* **Kutipan Dokumen**
Kebetulan saya baru saja membaca Buku "The Leading Edge" edisi terbaru May 
2007, Vol. 26 No. 5.
Silakan dibaca bagi yang member SEG (sudah terima khan) halaman 578- 581 atau 
bisa diakses secara online bagi member terdaftar.
Judulnya ....... "SEG's 2006 Member Compensation Survey" 
Atau bisa juga dilihat di "Explorer" edisi April 2007 judulnya "Geologists' 
Salaries Jump Again"

Dari analisis survei SEG dan perbandingan tabel2 yang ada, dapat diketahui 
"range" salary yang ada / ideal.
Ini dapat menjadi pertimbangan bagi yang kerja di luar negri.
Namun kelihatannya sangat jauh dari yang didapatkan di Indonesia namun mungkin 
dirasakan bagi yang telah bekerja di luar.
Tapi kalau bisa diaplikasikan di Indonesia tentu merupakan suatu "goodwill" 
yang sangat baik terhadap apresiasi G&G lokal.

Sekali lagi "uang bukan yang utama" namun bila ada "hal lain yang ingin 
dicapai" tentunya bisa dipertimbangkan.
Paling tidak dengan era globalisasi sekarang, sesuatu yang mungkin bisa dicapai 
(dimanapun dan kapanpun bisa akses internasional).

Semboyan ini sama dengan iklan salah satu produk olah raga (Adidas)
..."Impossible is nothing"... 

Sekedar tambahan urun rembug saja

TAM

----- Original Message ----
From: Rovicky Dwi Putrohari <[EMAIL PROTECTED]>
To: iagi-net@iagi.or.id
Sent: Monday, May 28, 2007 3:19:51 PM
Subject: Re: [iagi-net-l] Pembedaan Gaji Bagi Profesional Asing dan WNI di 
Tanah Air Picu Brain Drain

Memang bahasanya Kang ADB ini bahasa pemimpin atau leader. Namun akan lebih 
mudah dibaca dengan menganalogikan begini saja.
Apa yang akan anda perbuat jika anda sebagai seorang Manajer HR. Wah mungkin 
jauh ya .. 
Ya sudah, dengan kata lain "Apa yang akan anda lakukan jika anda sebagai 
seorang Manager Eksplorasi, atau Chief Geologist ?"

* **Cuplikan Data**
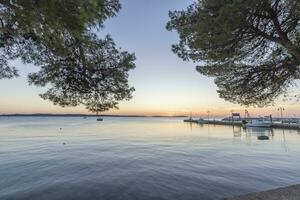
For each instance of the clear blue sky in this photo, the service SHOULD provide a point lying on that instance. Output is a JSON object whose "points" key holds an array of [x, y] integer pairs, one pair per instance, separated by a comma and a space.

* **Petunjuk Tugas 1**
Apa judul artikel dalam "Explorer" edisi April 2007 yang disebut dalam kutipan dokumen?
* **Petunjuk Tugas 2**
Teruskan kutipan dokumen tentang survei gaji SEG mulai setelah kalimat terakhirnya.

* **Hasil 1**
"Geologists' Salaries Jump Again"

* **Hasil 2**
Kalau anda bilang, "ya uwis semono wae kan cukup tole ? Manusia itu pada 
dasarnya tamak kok" ... wah aku jamin pegawe atau bawahan anda akan langsung 
cari lowongan lain atau mungkin malah ngirim CV ke aku ... wupst !! 
Pernah denger atau baca kalimat ini kan ? -  "People don't leave their jobs, 
they leave their managers."  
Blaik .... pantesan RDP kluar dari posisi itu enam tahun lalu :) Ya karena aku 
ngga mau ditinggalkan kawan-kawanku. 


- :( "Looh tapi pakdhe meninggalkan manajer Pakdhe sebelumnya juga, kan?"
+ :D " Hust, aku dulu yo nyari duwik ... uspt !!"


Sakjane Pak Awang itu mengucapkan gaji berapapun kurag aku yakin karena beliau 
juga was-was. Dan kalimat beliau dipakai supaya menahan rekan-rekannya sesama 
kawan, untuk tidak ikutan braindrain. Saat menulis barangkali beliau tidak 
sedang memposisikan dirinya pada posisi diatas (BPMIGAS) ... kalau di BPMIGAS 
tentunya Kang Awang akan berbicara lain. Tapi memang disini uniknya forum 
IAGI-net ini. Kita berada dalam dua posisi kaki yang berbeda. Ada posisi 
pribadi, dan ada posisi jabatan. Mungkin ada juga yang satu kaki posisi sebagai 
anak negeri, dan satu kaki pada posisi pegawe perusahaan asing. 

Makanya kalimat pak Awang direspons berbeda antara ADB dan Taufik Manan. Karena 
level bicara mereka berbeda.

Nah, biar tambah mikir 
"brain-drain" ini fenomena individu atau fenomena kolektif ? 

RDP

On 5/28/07, Parvita Siregar <[EMAIL PROTECTED]> wrote:
> Bahasanya Mas Andang  susah ih :)
> 
> Mas Awang, saya setuju, pendapat Mas Awang.  Kalau bisa bangun siang dan 
> tidak macet2an ke kantor, atau sempat jogging sebelum sarapan dan
> berangkat ke kantor, pulang ke rumah masih melihat matahari terbenam dan
> main tenis atau sepak bola dan main dengan anak-anak, sekolah 
> kwalitasnya baik dan gratis, ya mikir2 jugalah.
> 
> It's a matter of quality of life kok.  Kalau soal uang, ngga kan ada
> cukup2nya...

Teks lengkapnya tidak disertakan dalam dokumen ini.